WHAT THE EXERCISE ASKS
What lines below contain the word "roof"? Please pull each one out.

--------------------------------

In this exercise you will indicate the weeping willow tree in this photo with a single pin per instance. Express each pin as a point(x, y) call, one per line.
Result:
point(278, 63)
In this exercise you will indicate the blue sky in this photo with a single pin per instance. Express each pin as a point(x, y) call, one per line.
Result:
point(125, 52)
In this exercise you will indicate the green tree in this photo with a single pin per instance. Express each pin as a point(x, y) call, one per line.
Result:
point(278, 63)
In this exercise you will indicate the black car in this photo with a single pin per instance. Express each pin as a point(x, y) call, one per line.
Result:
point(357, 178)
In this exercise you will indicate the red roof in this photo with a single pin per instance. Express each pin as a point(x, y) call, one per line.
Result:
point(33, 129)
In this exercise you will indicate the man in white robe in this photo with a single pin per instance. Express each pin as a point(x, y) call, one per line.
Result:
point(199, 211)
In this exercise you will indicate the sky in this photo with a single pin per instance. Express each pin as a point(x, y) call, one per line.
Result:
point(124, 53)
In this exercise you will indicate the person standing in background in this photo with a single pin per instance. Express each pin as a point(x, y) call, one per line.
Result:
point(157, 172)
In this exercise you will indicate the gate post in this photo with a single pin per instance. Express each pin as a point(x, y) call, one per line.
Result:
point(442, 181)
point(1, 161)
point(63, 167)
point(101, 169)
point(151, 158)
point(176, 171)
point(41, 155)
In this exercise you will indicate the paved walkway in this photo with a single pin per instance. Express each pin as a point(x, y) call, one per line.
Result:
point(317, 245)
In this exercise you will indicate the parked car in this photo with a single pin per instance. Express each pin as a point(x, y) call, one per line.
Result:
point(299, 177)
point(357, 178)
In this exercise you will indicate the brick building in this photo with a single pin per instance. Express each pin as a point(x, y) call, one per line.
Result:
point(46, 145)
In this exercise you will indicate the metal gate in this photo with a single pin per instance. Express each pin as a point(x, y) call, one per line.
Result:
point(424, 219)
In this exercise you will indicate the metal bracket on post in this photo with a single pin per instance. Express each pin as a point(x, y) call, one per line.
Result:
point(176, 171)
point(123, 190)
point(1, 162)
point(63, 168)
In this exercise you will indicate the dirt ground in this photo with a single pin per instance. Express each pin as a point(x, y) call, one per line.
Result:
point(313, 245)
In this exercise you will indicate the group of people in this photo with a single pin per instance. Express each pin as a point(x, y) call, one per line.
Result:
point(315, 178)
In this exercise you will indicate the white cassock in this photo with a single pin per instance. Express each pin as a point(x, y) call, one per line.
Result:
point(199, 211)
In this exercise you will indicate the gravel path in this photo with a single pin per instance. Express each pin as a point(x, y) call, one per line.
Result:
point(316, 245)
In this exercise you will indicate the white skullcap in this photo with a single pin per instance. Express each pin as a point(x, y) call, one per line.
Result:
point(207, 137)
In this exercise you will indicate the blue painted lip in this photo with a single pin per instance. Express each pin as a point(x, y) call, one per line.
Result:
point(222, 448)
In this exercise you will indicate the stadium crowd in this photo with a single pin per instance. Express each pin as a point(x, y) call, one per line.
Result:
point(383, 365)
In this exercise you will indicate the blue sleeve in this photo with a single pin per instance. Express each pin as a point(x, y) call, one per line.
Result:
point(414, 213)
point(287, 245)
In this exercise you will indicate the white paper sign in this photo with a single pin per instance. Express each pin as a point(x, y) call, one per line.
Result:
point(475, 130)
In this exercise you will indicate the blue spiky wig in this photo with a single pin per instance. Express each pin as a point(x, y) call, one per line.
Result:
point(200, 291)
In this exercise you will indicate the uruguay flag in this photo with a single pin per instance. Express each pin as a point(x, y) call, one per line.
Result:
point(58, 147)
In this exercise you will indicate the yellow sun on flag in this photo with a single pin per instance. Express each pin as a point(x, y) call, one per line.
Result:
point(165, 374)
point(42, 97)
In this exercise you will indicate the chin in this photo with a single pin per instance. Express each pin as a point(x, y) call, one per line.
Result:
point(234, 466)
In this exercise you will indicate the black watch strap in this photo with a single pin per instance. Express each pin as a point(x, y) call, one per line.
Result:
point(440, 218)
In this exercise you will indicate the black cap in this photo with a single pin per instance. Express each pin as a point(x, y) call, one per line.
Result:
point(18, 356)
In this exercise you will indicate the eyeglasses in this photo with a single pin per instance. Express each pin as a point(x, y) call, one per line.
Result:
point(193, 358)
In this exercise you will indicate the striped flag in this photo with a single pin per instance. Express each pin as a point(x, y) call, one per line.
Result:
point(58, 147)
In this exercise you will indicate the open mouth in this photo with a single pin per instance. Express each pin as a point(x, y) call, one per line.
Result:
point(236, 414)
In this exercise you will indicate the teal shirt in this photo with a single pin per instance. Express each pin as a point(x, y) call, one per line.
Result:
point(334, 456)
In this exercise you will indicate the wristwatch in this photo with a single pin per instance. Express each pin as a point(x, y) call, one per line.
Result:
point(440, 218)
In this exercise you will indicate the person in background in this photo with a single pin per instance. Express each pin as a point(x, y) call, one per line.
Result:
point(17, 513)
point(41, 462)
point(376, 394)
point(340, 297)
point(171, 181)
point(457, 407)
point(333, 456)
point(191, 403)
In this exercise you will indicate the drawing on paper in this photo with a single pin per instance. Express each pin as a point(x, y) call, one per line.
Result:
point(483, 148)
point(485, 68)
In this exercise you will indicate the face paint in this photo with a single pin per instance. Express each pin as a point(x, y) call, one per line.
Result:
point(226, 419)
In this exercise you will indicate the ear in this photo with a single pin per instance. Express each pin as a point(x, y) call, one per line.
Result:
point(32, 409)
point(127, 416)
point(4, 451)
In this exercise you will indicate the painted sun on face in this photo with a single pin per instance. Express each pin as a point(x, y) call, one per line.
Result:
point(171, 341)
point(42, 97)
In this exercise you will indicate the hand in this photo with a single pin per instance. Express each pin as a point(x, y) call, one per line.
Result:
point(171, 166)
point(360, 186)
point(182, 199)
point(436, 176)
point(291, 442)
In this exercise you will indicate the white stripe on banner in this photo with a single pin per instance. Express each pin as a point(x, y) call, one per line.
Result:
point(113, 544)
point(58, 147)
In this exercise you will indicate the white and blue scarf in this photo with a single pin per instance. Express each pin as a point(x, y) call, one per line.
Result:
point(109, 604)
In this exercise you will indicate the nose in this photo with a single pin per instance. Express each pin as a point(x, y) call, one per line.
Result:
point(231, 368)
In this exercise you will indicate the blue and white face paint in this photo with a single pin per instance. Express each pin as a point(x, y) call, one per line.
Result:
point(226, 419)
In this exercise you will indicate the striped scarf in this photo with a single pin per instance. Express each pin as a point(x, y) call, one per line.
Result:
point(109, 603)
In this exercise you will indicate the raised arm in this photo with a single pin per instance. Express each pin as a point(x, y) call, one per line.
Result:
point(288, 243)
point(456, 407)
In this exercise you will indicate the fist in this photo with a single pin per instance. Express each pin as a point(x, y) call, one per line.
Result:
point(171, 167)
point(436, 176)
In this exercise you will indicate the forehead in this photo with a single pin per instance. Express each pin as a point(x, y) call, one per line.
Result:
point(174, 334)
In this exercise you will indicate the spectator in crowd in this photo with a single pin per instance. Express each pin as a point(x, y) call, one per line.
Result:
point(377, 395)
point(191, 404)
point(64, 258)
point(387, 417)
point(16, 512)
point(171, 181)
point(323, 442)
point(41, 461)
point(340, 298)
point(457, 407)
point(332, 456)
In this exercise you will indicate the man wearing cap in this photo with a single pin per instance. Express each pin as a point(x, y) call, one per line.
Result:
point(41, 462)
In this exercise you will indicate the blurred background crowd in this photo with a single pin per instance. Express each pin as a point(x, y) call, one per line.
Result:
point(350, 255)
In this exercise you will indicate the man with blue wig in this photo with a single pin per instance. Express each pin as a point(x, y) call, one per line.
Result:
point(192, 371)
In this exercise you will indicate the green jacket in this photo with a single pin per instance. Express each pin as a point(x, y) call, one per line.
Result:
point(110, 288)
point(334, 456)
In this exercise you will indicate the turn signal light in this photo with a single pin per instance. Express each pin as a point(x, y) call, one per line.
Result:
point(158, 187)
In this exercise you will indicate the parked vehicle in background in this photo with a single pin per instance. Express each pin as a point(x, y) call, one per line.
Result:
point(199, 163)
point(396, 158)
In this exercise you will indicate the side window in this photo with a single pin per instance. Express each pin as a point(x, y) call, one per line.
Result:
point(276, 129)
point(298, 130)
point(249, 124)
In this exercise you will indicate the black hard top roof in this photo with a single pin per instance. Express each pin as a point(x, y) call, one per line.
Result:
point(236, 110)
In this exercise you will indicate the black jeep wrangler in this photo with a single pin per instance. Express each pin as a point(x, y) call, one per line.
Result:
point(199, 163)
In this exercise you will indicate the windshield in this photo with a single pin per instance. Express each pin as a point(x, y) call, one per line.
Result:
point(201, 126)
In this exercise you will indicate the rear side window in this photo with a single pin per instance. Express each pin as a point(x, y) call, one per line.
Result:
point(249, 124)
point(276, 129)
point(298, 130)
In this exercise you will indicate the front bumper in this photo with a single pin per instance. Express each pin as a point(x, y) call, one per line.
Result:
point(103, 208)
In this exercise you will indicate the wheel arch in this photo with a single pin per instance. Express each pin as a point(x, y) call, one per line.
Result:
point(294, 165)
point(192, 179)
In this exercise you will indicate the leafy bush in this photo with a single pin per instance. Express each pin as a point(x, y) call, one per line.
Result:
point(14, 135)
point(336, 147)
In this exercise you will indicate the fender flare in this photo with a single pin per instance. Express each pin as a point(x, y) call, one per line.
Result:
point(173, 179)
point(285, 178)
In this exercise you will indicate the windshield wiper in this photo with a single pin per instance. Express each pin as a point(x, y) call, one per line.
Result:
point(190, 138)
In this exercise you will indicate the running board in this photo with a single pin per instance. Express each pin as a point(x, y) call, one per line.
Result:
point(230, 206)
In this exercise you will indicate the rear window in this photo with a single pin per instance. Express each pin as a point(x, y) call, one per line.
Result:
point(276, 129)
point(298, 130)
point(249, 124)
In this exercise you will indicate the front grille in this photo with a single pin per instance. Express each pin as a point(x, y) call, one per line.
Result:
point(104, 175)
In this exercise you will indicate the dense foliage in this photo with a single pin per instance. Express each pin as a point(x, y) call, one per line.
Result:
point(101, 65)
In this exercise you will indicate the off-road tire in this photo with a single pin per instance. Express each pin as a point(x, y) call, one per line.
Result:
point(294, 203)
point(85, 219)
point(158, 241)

--------------------------------

YOUR RESPONSE
In this exercise you will indicate the red roof in this photo with a single pin per instance. Express each pin as a point(x, y) call, one per line.
In this exercise you will indicate the black hard top roof in this photo with a single pin per instance. Express each pin as a point(x, y) call, one per line.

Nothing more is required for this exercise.